Gather each line of the listing below that contains the string "steel" and copy it out in full. Case counts when matching.

+ + +

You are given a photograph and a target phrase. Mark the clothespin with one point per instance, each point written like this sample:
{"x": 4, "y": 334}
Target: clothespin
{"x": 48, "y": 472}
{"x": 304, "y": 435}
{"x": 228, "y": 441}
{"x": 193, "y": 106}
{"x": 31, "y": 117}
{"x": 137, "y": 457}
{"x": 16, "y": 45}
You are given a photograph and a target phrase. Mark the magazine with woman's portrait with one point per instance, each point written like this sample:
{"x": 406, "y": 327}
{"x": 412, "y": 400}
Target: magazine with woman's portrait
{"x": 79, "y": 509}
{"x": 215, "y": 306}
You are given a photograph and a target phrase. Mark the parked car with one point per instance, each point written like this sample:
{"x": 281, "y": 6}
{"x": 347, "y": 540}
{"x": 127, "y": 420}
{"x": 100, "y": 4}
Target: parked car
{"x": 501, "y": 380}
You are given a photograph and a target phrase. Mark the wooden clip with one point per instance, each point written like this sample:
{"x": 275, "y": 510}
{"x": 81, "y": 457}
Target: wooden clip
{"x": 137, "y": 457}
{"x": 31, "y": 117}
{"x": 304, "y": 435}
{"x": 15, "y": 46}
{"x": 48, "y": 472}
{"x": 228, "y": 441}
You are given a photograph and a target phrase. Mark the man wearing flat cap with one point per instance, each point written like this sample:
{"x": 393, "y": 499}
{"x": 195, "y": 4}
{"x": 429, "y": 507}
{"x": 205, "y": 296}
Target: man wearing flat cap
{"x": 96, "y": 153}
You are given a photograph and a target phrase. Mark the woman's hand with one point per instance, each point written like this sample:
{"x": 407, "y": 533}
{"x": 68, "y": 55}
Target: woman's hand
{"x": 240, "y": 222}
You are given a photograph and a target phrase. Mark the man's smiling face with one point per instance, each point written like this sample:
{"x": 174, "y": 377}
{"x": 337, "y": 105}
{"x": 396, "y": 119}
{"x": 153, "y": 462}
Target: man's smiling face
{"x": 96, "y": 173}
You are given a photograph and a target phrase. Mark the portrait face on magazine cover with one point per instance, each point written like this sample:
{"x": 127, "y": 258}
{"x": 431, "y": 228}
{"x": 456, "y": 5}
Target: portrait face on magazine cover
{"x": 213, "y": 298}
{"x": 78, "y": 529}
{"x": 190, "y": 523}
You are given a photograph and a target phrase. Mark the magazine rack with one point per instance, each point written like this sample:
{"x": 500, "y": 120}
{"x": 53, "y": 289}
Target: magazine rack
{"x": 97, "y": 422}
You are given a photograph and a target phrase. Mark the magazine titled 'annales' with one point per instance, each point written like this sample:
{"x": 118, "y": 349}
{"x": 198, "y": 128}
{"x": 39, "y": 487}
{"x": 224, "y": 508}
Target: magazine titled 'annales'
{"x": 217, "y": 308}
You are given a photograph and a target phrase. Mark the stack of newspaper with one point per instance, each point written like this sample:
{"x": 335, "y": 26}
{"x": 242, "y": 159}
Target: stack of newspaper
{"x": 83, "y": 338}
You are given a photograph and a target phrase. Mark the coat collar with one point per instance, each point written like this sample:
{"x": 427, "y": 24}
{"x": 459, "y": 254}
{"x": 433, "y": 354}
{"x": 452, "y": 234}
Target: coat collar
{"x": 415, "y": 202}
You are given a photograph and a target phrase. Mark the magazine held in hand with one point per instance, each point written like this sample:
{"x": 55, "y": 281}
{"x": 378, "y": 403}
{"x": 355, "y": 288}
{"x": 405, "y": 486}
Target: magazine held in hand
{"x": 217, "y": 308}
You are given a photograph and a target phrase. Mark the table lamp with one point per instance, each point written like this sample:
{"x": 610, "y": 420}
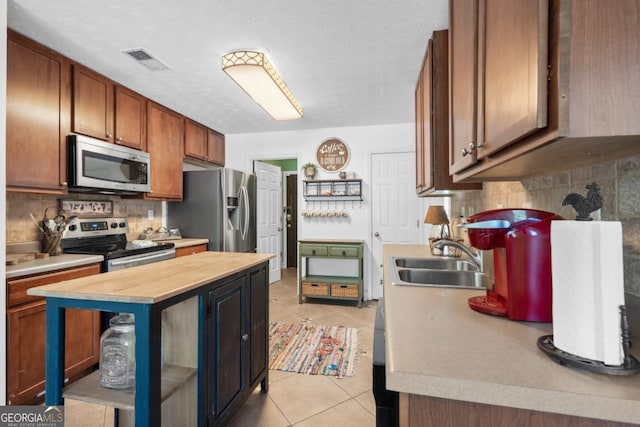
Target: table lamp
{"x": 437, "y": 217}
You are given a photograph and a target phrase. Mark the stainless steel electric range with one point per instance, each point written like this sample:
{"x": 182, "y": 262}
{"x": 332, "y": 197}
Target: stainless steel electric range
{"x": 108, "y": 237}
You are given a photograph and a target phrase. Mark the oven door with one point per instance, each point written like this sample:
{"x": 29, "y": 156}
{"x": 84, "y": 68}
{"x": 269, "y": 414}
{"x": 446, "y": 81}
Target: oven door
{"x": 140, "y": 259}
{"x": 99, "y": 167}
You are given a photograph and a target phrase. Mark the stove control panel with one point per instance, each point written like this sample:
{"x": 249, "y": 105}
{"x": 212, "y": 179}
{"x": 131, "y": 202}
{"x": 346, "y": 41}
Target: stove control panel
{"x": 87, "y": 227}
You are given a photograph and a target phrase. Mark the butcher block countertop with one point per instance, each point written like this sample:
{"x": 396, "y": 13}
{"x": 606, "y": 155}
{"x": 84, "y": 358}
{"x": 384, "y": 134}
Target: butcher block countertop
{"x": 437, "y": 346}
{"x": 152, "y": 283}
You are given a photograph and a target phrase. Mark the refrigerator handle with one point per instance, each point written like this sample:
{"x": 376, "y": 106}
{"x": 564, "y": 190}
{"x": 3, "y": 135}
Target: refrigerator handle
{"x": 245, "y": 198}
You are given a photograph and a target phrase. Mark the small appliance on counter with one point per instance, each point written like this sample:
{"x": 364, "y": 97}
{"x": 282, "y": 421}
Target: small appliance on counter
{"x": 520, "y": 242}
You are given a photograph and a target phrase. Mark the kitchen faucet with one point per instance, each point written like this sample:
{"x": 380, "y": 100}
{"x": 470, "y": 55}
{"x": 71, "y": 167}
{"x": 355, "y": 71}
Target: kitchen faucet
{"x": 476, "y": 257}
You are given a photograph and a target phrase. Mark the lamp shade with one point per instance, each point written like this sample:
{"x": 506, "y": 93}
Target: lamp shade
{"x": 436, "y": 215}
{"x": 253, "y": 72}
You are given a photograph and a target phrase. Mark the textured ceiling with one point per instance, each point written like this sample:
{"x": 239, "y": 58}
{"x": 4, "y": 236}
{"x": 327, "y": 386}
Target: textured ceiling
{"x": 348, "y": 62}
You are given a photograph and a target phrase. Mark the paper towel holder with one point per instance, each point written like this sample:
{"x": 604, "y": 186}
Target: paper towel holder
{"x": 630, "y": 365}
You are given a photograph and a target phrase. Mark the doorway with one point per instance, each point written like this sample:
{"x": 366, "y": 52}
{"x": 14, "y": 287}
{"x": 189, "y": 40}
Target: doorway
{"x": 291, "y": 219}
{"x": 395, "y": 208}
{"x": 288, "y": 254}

+ + +

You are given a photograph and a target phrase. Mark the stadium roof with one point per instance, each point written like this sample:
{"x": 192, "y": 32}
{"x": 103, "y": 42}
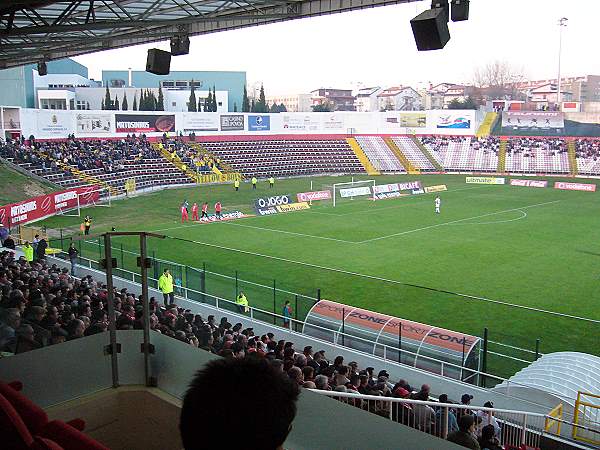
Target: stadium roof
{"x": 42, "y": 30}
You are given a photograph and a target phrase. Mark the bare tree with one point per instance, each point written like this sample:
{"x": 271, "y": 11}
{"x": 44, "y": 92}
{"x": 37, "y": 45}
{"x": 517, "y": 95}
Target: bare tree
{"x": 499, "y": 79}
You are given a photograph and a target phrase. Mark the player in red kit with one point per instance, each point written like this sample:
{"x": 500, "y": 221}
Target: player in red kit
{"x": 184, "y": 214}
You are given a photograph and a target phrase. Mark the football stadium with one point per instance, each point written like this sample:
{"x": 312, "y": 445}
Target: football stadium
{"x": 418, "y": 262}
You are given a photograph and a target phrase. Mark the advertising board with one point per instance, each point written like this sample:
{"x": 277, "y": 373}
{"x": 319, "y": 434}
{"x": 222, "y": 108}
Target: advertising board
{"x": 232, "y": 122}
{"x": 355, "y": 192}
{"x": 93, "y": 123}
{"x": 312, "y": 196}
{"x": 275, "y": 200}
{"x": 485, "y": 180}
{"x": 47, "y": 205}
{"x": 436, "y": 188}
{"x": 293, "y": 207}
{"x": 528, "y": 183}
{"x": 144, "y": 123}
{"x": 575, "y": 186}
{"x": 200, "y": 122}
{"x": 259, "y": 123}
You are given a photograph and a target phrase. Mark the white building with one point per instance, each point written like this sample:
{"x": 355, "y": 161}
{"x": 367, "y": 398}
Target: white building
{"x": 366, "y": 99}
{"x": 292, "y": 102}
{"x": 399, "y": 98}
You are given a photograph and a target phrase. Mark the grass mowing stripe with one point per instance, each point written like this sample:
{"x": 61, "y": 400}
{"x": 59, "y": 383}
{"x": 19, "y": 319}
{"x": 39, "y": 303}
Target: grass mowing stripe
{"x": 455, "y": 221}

+ + +

■ Written response:
You are given a photograph and a target phrase. Mark the stainless steel electric range with one point per instance, each point written like this sample:
Target: stainless steel electric range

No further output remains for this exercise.